++++ READING PASSAGE

What the f*** am I reading.

 

I don’t understand the confusion. Why do you believe that it’s logically inconsistent to say that AA left behind an old core and also say that re-signing Bautista last year was understandable?

 

Also, the $60M anchor at shortstop is part of that core. You forgot him.

Posted
I don't like the narrative I hear from some people:

 

He dumped the Wells contract....the Angels were idiots.

 

He acquired Donaldson....Beane drunk texted him.

 

Come on, give the man credit for hustling. He completed those deals and took advantage of some brain farts as much as those teams' GMs had brain farts.

 

This one is mine, and my point was that short of this trade, very little of what AA did amounted to anything re: the MLB roster. It's a nice hustle, but without it his mark on the MLB side of things looks like a lot more like a skid mark.

 

As for spending prospects on lame vets vs. signing better prospects to replace them: that's like saying throwing money away is forgivable if you happen to strike gold later. You shouldn't have to rely on super prospects falling into your lap to keep yourself in the black. No GM can really control the breaking out or flopping of a prospect. Between managing your assets vs. watching one become a super-asset, it's only the managing of them that's completely up to the GM, and people are arguing that AA spent his assets poorly.

Posted
It's just so mind numbing that losing Alvarez, Nicolino, Marisnik, Hechavarria, Castro goes down as a huge, huge blow on AA's resume but no one cares he signed Vlad Jr.

 

He traded s*** prospects for vets, then signed a way better prospect. But just trading prospects in general means you're s***. Got it.

 

It wasn't that. It was more how he viewed the team at the time he made the trade and that he threw them all into one trade and tried to one stop shop. He left his team with JPA as it's only catcher, brought in a shitload of older players leaving the team with no depth if injuries happened. I also should remind you that those "s*** prospects" provided $200M in greatere value than the vets within 3 years of the trade.

 

Lets not pretend that lots of teams weren't in on Vlad Jr. He was a $3.9M recruit. AA did what it took to land him and I can respect that (using his French to impress the Mom, he used Montreal connections to impress Vlad), but there were ties that Ismael Cruz started when Vlad was 13. Tony LaCava and AA even questioned why they were there to look at a 14 year old and admitted if it weren't Vlad's kid they wouldn't have looked.

Community Moderator
Posted
His old core was plus value though. It was a worthwhile core. You are basically just saying that, yes, eventually good players become old and decline. He did not re-sign any of them after they were clearly s***. They just ran their course as all cores do.

 

Yeah. That’s my entire problem: he produced a core with a 2-year window. His core had two years together at its best before many of them either hit free agency or fell off a cliff. I don’t think that’s an acceptable plan for a team that has a top-10 payroll. I disagree fundamentally with that course.

 

If Shatkins starts building around 30+ year olds on free agent contracts and ignoring spots 20-40 on the 40-man in order to open a 2-year window, I’ll call for their firing too.

++++++++
++++ SUPPLIED RECORDS

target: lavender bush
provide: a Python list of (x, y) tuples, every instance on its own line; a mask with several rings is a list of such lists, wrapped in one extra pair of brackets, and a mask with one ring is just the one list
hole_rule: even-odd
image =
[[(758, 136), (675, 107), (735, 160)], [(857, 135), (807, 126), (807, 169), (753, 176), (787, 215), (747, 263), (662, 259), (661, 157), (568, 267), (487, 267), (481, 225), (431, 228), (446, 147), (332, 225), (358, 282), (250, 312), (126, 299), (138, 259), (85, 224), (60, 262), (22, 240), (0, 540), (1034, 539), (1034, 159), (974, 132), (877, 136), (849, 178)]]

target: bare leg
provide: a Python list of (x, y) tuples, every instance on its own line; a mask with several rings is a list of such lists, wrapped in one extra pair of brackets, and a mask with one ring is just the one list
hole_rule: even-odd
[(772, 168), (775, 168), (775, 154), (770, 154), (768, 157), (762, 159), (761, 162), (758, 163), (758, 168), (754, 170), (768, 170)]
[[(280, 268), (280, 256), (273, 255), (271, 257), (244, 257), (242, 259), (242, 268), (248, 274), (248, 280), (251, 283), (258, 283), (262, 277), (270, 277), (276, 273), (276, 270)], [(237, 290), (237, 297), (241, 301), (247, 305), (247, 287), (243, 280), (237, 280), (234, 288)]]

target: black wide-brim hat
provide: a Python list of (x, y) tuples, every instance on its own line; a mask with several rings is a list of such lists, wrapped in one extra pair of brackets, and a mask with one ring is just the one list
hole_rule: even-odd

++++++++

» REQUIRED WORK
Carry the forum debate over AA's trades and signings forward from its final post, writing the next part of the thread.

» ANSWER TO THE EXERCISE
Posted
Well, we’re 8 full seasons from when he took over and his teams won a division title and wild card spot, and is now in the middle of a predictable down swing due to him going all in with old guys on big contracts. This minimal success despite being allowed a top-10 payroll. Those results are unacceptable. The team he assembled, given the assets available, was unacceptable. Bad GM.

 

I still think if he trades Thor for JD, instead of Dickey - it changes a lot of the narrative surrounding him.

 

He takes way more s*** for the Dickey deal than he gets praise for landing JD. He takes way more s*** for adding aging, overpriced veterans than he does for dumping Vernon Wells and his contract...and for some unknown, utterly crazy reason, he takes way more s*** for trading way prospects than for signing Vlad Jr......and that's just the way it will always be.

Community Moderator
Posted
So you are saying he should have traded Bautista and Encarnacion in their prime. I don't know what else he could have done with them. Maybe made them younger somehow? They were old but produced surplus value, and he did not trade anything for them.

 

So he should have traded them. That is literally the only option.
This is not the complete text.